Box-labeled dataset extracts:
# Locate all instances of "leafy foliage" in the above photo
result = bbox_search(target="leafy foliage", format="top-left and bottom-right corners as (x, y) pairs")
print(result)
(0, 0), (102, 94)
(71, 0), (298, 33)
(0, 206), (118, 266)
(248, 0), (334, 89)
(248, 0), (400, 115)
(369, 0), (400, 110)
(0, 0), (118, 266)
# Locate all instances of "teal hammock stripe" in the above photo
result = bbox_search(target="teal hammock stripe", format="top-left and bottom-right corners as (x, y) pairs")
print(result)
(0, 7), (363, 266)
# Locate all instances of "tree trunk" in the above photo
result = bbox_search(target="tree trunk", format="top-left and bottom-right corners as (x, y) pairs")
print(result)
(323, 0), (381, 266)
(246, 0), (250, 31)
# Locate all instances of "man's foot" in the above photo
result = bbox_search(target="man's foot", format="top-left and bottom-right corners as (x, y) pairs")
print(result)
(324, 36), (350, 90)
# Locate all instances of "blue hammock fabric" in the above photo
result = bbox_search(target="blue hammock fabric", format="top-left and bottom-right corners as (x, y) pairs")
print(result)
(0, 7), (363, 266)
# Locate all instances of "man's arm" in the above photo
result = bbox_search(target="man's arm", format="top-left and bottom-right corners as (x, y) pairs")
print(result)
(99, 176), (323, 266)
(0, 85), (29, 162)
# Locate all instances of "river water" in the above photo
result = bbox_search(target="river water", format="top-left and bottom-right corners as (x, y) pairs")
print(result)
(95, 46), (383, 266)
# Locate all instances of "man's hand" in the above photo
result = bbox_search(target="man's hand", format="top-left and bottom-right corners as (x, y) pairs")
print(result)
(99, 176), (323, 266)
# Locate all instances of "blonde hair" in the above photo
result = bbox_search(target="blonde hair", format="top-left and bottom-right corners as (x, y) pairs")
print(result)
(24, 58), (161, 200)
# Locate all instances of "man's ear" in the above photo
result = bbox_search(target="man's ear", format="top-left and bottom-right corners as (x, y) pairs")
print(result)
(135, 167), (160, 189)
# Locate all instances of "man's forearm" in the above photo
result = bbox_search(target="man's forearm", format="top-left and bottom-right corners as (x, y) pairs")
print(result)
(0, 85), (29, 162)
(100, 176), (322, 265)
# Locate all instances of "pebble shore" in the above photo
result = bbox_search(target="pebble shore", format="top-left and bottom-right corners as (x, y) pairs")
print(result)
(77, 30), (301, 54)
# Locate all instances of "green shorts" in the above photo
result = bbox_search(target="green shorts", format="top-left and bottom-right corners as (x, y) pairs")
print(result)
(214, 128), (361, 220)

TO DO
Extract the data in full. Keep it word for word.

TASK SOLUTION
# Locate all instances of "leafy foliage" in the above photo
result = bbox_search(target="leafy foliage", format="top-left and bottom-right corners as (x, y) pairs")
print(result)
(0, 0), (102, 94)
(71, 0), (298, 33)
(0, 206), (118, 266)
(248, 0), (334, 89)
(248, 0), (400, 115)
(369, 0), (400, 110)
(0, 0), (118, 266)
# Locate all instances of "teal hammock stripe" in the above photo
result = bbox_search(target="teal hammock stripe", format="top-left and bottom-right corners as (x, y) pairs")
print(result)
(0, 7), (363, 266)
# Locate all instances of "tree trunk" in the above photo
result = bbox_search(target="tree trunk", format="top-left and bottom-right corners as (x, y) pairs")
print(result)
(323, 0), (381, 266)
(246, 0), (250, 31)
# Locate all instances of "man's foot" in the above photo
result = bbox_search(target="man's foot", format="top-left and bottom-right corners as (x, y) pairs")
print(result)
(324, 36), (350, 90)
# Locate all instances of "blue hammock fabric" in the above photo
result = bbox_search(target="blue hammock fabric", format="top-left and bottom-right corners as (x, y) pairs")
print(result)
(0, 7), (363, 266)
# Locate all instances of "man's arm" in the above photo
result = bbox_search(target="man's arm", format="top-left and bottom-right corners as (x, y) pairs")
print(result)
(99, 176), (323, 266)
(0, 85), (29, 162)
# Locate all instances of "river water" in the above photo
result = bbox_search(target="river water", format="top-left and bottom-right corners as (x, y) pairs")
print(result)
(95, 46), (383, 266)
# Locate all instances of "man's hand" in the above photo
result = bbox_search(target="man's hand", format="top-left and bottom-right corners as (x, y) pairs")
print(result)
(99, 176), (323, 266)
# Locate all instances of "blonde hair" in the above photo
result = bbox_search(target="blonde hair", format="top-left and bottom-right corners as (x, y) pairs")
print(result)
(24, 58), (161, 200)
# Locate all instances of "man's ear" in the above photo
result = bbox_search(target="man's ear", format="top-left and bottom-right corners as (x, y) pairs")
print(result)
(135, 167), (160, 189)
# Locate all instances of "man's forearm" in the above photo
result = bbox_search(target="man's forearm", format="top-left and bottom-right corners as (x, y) pairs")
print(result)
(0, 85), (29, 162)
(100, 176), (322, 265)
# Locate all instances of "pebble shore" in the above photo
result = bbox_search(target="pebble shore", format="top-left and bottom-right corners as (x, y) pairs")
print(result)
(77, 30), (301, 54)
# Locate all instances of "green shorts" in the above photo
result = bbox_search(target="green shorts", format="top-left and bottom-right corners as (x, y) pairs")
print(result)
(214, 128), (361, 220)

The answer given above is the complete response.